[AIM OF THE EXERCISE]:
Write out the entries below once more, exactly.

[INPUT FOR THIS TASK]:

•••

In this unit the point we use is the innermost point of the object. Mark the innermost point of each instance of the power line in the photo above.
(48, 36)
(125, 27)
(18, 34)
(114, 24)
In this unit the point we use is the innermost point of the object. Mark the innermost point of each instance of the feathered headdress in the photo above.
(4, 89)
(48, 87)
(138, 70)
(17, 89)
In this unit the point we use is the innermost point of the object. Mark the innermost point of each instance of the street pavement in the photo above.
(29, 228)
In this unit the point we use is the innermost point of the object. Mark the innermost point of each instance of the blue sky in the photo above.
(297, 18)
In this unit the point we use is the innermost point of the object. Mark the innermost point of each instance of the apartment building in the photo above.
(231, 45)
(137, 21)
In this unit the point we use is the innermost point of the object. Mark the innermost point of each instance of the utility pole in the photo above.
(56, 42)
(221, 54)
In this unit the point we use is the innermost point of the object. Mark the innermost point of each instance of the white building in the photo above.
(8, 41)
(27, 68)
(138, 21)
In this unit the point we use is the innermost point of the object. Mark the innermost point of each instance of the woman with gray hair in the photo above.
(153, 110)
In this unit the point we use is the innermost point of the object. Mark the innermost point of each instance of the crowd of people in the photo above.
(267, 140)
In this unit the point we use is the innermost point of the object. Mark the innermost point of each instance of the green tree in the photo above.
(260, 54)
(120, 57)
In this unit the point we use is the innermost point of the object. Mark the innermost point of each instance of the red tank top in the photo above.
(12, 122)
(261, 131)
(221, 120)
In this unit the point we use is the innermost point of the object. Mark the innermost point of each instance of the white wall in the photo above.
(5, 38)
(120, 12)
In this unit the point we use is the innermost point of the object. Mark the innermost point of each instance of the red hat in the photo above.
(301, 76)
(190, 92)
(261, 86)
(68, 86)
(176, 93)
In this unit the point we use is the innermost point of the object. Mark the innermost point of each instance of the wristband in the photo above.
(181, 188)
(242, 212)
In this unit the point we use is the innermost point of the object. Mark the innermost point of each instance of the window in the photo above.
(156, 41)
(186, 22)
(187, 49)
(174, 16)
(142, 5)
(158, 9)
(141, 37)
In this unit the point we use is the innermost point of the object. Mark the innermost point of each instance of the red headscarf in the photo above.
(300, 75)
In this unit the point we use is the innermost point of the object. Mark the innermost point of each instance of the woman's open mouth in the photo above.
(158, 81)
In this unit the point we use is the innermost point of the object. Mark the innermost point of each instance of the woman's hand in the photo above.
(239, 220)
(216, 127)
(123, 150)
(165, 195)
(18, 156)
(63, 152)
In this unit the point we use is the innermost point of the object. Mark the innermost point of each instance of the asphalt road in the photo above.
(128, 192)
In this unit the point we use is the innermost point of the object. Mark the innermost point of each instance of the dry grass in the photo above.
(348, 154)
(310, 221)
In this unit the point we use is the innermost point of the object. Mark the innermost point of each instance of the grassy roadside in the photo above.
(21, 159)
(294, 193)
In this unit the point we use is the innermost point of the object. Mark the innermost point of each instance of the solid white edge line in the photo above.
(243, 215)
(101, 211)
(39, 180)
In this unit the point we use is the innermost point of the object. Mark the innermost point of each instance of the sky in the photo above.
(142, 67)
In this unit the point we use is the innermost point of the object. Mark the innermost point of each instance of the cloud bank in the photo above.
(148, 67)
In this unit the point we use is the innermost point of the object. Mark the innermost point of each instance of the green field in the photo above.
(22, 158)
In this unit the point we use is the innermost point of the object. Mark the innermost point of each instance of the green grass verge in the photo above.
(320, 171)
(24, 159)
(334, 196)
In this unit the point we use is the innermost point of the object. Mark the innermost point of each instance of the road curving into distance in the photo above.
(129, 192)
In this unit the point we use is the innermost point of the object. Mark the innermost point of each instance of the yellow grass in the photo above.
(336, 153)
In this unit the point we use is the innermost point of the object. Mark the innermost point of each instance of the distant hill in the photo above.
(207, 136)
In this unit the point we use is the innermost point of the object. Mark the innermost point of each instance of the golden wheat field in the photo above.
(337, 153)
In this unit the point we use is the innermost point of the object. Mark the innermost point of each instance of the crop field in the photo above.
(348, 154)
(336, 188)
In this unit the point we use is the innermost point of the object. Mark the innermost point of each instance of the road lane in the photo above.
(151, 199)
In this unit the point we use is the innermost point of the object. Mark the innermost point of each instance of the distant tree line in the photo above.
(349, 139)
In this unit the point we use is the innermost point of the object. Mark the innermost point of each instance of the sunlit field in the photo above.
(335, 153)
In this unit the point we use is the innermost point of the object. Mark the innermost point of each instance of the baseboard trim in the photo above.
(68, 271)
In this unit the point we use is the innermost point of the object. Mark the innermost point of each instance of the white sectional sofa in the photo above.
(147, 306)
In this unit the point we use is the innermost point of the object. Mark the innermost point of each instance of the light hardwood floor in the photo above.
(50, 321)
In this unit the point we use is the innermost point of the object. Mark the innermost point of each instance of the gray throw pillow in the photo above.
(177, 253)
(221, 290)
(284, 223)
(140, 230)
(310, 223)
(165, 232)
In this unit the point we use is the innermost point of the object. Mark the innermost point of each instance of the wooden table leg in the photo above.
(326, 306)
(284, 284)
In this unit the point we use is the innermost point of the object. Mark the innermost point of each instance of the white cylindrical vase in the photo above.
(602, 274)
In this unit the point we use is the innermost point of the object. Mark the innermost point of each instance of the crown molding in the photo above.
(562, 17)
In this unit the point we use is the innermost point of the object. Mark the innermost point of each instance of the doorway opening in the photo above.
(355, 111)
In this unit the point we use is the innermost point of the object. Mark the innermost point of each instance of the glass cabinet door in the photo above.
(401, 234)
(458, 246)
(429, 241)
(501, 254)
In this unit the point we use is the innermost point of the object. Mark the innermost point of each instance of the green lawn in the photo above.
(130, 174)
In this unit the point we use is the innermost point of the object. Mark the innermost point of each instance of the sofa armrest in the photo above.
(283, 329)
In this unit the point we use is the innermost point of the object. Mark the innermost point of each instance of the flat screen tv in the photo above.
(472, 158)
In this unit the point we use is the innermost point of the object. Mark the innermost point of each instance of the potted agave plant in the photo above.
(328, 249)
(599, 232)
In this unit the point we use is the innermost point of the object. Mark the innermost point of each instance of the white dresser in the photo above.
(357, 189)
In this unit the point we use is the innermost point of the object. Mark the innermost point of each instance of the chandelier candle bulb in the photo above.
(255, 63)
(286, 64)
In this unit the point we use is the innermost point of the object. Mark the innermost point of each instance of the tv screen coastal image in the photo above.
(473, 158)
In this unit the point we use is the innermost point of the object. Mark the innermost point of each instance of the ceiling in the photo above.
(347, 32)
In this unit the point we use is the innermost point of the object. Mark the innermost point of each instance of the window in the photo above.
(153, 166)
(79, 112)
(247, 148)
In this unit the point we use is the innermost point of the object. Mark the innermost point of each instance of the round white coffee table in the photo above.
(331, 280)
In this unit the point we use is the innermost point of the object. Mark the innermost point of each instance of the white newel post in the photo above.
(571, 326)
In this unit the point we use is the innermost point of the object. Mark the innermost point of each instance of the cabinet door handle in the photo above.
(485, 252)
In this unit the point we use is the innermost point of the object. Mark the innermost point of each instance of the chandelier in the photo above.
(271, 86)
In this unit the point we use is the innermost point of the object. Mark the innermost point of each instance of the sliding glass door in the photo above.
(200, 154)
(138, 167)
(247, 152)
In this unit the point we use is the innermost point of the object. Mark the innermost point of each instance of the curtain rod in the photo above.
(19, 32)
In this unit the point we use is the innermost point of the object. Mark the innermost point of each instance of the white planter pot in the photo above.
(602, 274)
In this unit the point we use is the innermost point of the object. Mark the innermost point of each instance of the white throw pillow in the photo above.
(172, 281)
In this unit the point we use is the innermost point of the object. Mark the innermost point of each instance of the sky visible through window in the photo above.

•••

[RIGHT ANSWER]:
In this unit the point we use is the innermost point of the object. Mark the innermost point of each instance of the power line in the photo above.
(48, 36)
(125, 27)
(18, 34)
(114, 24)
In this unit the point we use is the innermost point of the object. Mark the innermost point of each instance of the feathered headdress in the photo above.
(4, 89)
(48, 87)
(138, 70)
(17, 89)
In this unit the point we use is the innermost point of the object. Mark the innermost point of each instance of the street pavement in the photo above.
(29, 228)
In this unit the point we use is the innermost point of the object. Mark the innermost point of each instance of the blue sky in the photo above.
(297, 18)
In this unit the point we use is the innermost point of the object. Mark the innermost point of each instance of the apartment building in the photo above.
(231, 45)
(137, 21)
In this unit the point we use is the innermost point of the object. Mark the innermost point of each instance of the utility pole in the photo above.
(56, 42)
(221, 54)
In this unit the point we use is the innermost point of the object. Mark the innermost point of each instance of the white building in the photo above.
(8, 41)
(27, 68)
(138, 21)
In this unit the point we use is the innermost point of the object. Mark the innermost point of each instance of the woman with gray hair in the photo above.
(153, 110)
In this unit the point we use is the innermost point of the object. Mark the innermost point of each instance of the crowd of people in the photo above.
(267, 140)
In this unit the point we use is the innermost point of the object. Mark the innermost point of each instance of the green tree in the photo above.
(260, 54)
(120, 57)
In this unit the point we use is the innermost point of the object. Mark the innermost point of each instance of the red tank top in the photo above.
(12, 122)
(261, 131)
(221, 120)
In this unit the point we use is the innermost point of the object. Mark the innermost point of each instance of the white wall in the photo above.
(5, 38)
(120, 12)
In this unit the point we use is the innermost point of the object. Mark the innermost point of each instance of the red hat in the photo above.
(301, 76)
(190, 92)
(261, 86)
(68, 86)
(176, 93)
In this unit the point we use is the innermost point of the object. Mark the innermost point of each instance of the wristband in the photo above.
(181, 188)
(242, 212)
In this unit the point we use is the innermost point of the object. Mark the innermost point of each instance of the window in the photo above.
(156, 41)
(186, 22)
(187, 49)
(174, 16)
(142, 5)
(158, 9)
(141, 37)
In this unit the point we use is the innermost point of the object. Mark the innermost point of each instance of the red headscarf in the photo above.
(300, 75)
In this unit the point we use is the innermost point of the object. Mark the innermost point of each instance of the woman's open mouth in the photo above.
(158, 81)
In this unit the point we use is the innermost point of the object. Mark the innermost point of each instance of the woman's hand in the photo above.
(239, 220)
(216, 127)
(123, 150)
(165, 195)
(18, 156)
(63, 152)
In this unit the point we use is the innermost point of the object. Mark the innermost point of each instance of the asphalt road in the photo above.
(128, 192)
In this unit the point we use is the innermost point of the object. Mark the innermost point of each instance of the dry grass in the photo above.
(348, 154)
(310, 221)
In this unit the point we use is the innermost point of the object. Mark the innermost point of each instance of the grassy roadside in the photo above.
(21, 159)
(294, 193)
In this unit the point we use is the innermost point of the object. Mark the innermost point of each instance of the solid white edge line in the photo above.
(243, 215)
(101, 211)
(39, 180)
In this unit the point we use is the innermost point of the object. Mark the innermost point of each instance of the sky in the photo above.
(142, 67)
In this unit the point we use is the innermost point of the object. Mark the innermost point of each instance of the cloud bank in the photo above.
(148, 67)
In this unit the point we use is the innermost point of the object. Mark the innermost point of each instance of the green field in the photo above.
(22, 158)
In this unit the point we use is the innermost point of the object. Mark the innermost point of each instance of the green grass verge in the photo above.
(320, 171)
(24, 159)
(334, 196)
In this unit the point we use is the innermost point of the object. Mark the innermost point of each instance of the road curving into distance in the photo above.
(129, 192)
In this unit the point we use is the innermost point of the object. Mark the innermost point of each instance of the yellow grass in the photo above.
(336, 153)
In this unit the point we use is the innermost point of the object. Mark the innermost point of each instance of the distant hill in the photo above.
(207, 136)
In this unit the point we use is the innermost point of the object. Mark the innermost point of each instance of the golden wheat field in the photo above.
(337, 153)
In this unit the point we use is the innermost point of the object. Mark the innermost point of each instance of the crop field in the photo above.
(348, 154)
(336, 188)
In this unit the point we use is the innermost point of the object. Mark the innermost point of each instance of the road lane in the photo above.
(151, 199)
In this unit the point we use is the innermost point of the object. Mark the innermost point of each instance of the distant tree line in the photo above.
(349, 139)
In this unit the point we use is the innermost point of the object. Mark the innermost point of each instance of the sunlit field in the photo above.
(335, 153)
In this unit the point we use is the innermost point of the object. Mark the innermost point of each instance of the baseboard trim in the photo above.
(68, 271)
In this unit the point we use is the innermost point of the object. Mark the innermost point of each instance of the white sectional sofa in the photo above.
(147, 306)
In this unit the point we use is the innermost point of the object. Mark the innermost point of each instance of the light hardwood floor in the photo above.
(50, 321)
In this unit the point we use is the innermost point of the object. Mark the innermost point of each instance of the gray throw pillow in the photo above.
(177, 253)
(221, 290)
(284, 223)
(140, 230)
(310, 223)
(165, 232)
In this unit the point we use is the innermost point of the object. Mark the innermost point of each instance of the wooden table leg in the photo above.
(326, 306)
(284, 284)
In this unit the point we use is the innermost point of the object. Mark the innermost point of each instance of the white cylindrical vase in the photo above.
(602, 274)
In this unit the point we use is the innermost point of the object. Mark the innermost point of each instance of the crown molding in the photo above.
(562, 17)
In this unit the point we use is the innermost point of the object. Mark the innermost point of each instance of the doorway opening in the photo above.
(355, 111)
In this unit the point we use is the innermost point of the object. Mark the innermost point of each instance of the glass cabinet door in the photo above.
(401, 234)
(458, 246)
(429, 241)
(501, 254)
In this unit the point we use is the innermost point of the object. Mark the innermost point of each instance of the green lawn in the photo above.
(130, 174)
In this unit the point we use is the innermost point of the object. Mark the innermost point of each instance of the sofa armrest in the photo above.
(283, 329)
In this unit the point we use is the innermost point of the object. Mark the innermost point of each instance of the flat screen tv in the photo above.
(472, 158)
In this unit the point we use is the innermost point of the object. Mark the innermost point of each instance of the potted agave plant in the photo above.
(328, 249)
(599, 232)
In this unit the point we use is the innermost point of the object. Mark the innermost point of each instance of the white dresser in the photo above.
(357, 189)
In this unit the point we use is the innermost point of the object. Mark the innermost point of each instance of the chandelier candle bulb in the photo above.
(255, 63)
(286, 64)
In this unit the point we use is the innermost point of the object. Mark the innermost point of each instance of the tv screen coastal image in the photo above.
(473, 158)
In this unit the point we use is the innermost point of the object. Mark the innermost point of each instance of the ceiling in the photo above.
(347, 32)
In this unit the point we use is the innermost point of the object. Mark the innermost point of each instance of the window in the photo above.
(153, 166)
(79, 112)
(247, 148)
In this unit the point we use is the innermost point of the object. Mark the innermost point of each instance of the round white coffee table in the photo above.
(331, 280)
In this unit the point we use is the innermost point of the object. Mark the innermost point of each instance of the white newel post in the photo above.
(571, 326)
In this unit the point we use is the innermost point of the object. Mark the innermost point of each instance of the cabinet door handle in the photo above.
(485, 252)
In this unit the point we use is the innermost point of the object. Mark the innermost point of each instance of the chandelier in the photo above.
(271, 86)
In this unit the point we use is the innermost point of the object. Mark the innermost point of each instance of the sliding glass door in the photo above.
(200, 154)
(138, 167)
(247, 152)
In this unit the point we use is the innermost point of the object. Mark the innermost point of each instance of the curtain rod in the photo above.
(19, 32)
In this unit the point we use is the innermost point of the object. Mark the innermost point of each instance of the white planter pot in the photo above.
(602, 274)
In this unit the point we use is the innermost point of the object. Mark the innermost point of each instance of the white throw pillow in the photo above.
(172, 281)
In this unit the point we use is the innermost point of the object. Mark the innermost point of each instance of the sky visible through window in the photo above.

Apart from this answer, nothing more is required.